Can you print every record below exactly as written?
----------------
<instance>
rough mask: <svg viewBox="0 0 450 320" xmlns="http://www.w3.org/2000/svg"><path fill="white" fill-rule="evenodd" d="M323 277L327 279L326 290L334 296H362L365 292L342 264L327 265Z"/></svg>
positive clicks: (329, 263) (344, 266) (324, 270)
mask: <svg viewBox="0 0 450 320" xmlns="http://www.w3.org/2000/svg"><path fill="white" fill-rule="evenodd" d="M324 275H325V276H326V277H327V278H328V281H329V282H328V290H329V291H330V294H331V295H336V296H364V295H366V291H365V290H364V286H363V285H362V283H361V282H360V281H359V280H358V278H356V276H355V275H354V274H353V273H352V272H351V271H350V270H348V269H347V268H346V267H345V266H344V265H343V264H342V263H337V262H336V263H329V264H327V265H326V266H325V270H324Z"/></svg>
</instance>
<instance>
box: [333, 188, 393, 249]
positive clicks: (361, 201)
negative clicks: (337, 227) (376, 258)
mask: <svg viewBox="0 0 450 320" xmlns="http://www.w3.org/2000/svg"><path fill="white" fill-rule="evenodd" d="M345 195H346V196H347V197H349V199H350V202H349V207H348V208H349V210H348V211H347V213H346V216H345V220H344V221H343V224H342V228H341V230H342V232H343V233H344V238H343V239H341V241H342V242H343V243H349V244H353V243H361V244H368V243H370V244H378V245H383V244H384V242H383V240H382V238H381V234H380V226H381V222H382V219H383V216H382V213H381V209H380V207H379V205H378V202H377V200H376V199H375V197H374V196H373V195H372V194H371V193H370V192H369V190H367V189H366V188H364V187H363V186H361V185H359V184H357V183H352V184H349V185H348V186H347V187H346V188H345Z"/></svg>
----------------
**Answer to this task**
<instance>
rough mask: <svg viewBox="0 0 450 320" xmlns="http://www.w3.org/2000/svg"><path fill="white" fill-rule="evenodd" d="M323 277L327 279L326 290L334 296H362L365 292L342 264L327 265Z"/></svg>
positive clicks: (329, 263) (344, 266) (324, 270)
mask: <svg viewBox="0 0 450 320" xmlns="http://www.w3.org/2000/svg"><path fill="white" fill-rule="evenodd" d="M324 275H325V276H326V277H327V278H328V281H329V282H328V290H329V291H330V294H331V295H336V296H364V295H366V291H365V290H364V286H363V285H362V283H361V282H360V281H359V280H358V278H356V276H355V275H354V274H353V273H352V272H351V271H350V270H348V269H347V268H346V267H345V266H344V265H343V264H342V263H337V262H336V263H329V264H327V265H326V266H325V270H324Z"/></svg>
</instance>
<instance>
box: [333, 188, 393, 249]
positive clicks: (361, 201)
negative clicks: (337, 227) (376, 258)
mask: <svg viewBox="0 0 450 320" xmlns="http://www.w3.org/2000/svg"><path fill="white" fill-rule="evenodd" d="M345 195H346V196H347V197H349V199H350V202H349V207H348V208H349V210H348V211H347V213H346V216H345V220H344V221H343V224H342V228H341V230H342V232H343V233H344V238H343V239H341V241H342V242H343V243H349V244H353V243H361V244H368V243H370V244H378V245H383V244H384V242H383V240H382V238H381V234H380V226H381V222H382V219H383V216H382V213H381V209H380V207H379V205H378V202H377V200H376V199H375V197H374V196H373V195H372V194H371V193H370V192H369V190H367V189H366V188H364V187H363V186H361V185H359V184H357V183H352V184H349V185H348V186H347V187H346V188H345Z"/></svg>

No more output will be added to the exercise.